**Work to complete**
Tally the lines in the items below that contain the string "mouth", treating uppercase and lowercase as different. Reply with the number alone.

**Extracted data**
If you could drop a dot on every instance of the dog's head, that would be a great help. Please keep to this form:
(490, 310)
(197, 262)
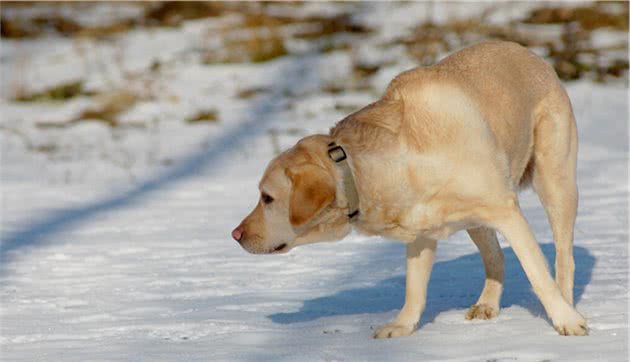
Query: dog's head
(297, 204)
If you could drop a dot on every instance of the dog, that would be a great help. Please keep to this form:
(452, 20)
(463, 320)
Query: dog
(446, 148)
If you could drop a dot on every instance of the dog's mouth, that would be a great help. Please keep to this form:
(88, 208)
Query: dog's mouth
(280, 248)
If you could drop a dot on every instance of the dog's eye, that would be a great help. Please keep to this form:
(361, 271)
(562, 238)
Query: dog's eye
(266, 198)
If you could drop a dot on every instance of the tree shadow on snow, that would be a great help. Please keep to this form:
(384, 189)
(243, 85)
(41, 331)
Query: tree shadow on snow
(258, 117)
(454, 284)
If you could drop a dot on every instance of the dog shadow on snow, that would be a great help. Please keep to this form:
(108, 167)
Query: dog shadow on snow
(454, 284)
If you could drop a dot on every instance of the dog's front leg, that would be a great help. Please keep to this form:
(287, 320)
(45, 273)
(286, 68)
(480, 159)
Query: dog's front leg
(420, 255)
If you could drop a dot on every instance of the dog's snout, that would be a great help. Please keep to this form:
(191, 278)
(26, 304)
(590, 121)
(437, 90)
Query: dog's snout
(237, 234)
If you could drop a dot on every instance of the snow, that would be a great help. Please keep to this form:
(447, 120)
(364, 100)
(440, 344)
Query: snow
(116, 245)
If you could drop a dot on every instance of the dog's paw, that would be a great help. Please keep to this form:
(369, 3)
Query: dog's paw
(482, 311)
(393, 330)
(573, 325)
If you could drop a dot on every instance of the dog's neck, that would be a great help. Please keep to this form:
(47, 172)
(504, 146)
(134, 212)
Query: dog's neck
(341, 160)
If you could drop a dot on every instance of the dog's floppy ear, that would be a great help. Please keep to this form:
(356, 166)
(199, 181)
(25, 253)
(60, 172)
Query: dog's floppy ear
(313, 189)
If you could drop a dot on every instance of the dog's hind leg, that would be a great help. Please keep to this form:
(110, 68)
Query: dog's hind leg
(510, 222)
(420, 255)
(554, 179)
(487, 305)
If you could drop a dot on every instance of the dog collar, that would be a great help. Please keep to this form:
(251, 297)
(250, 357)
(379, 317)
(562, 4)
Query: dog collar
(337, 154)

---

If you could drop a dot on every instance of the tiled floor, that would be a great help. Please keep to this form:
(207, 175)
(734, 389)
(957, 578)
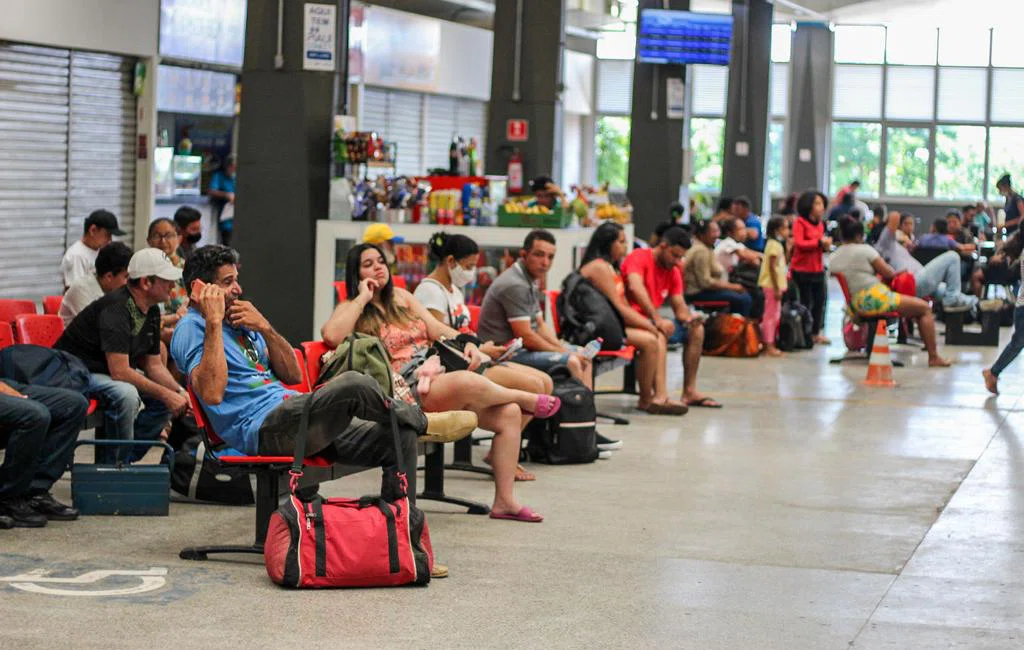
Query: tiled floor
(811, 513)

* * *

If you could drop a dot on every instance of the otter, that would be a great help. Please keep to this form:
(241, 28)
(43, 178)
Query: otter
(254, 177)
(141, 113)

**Finished answer**
2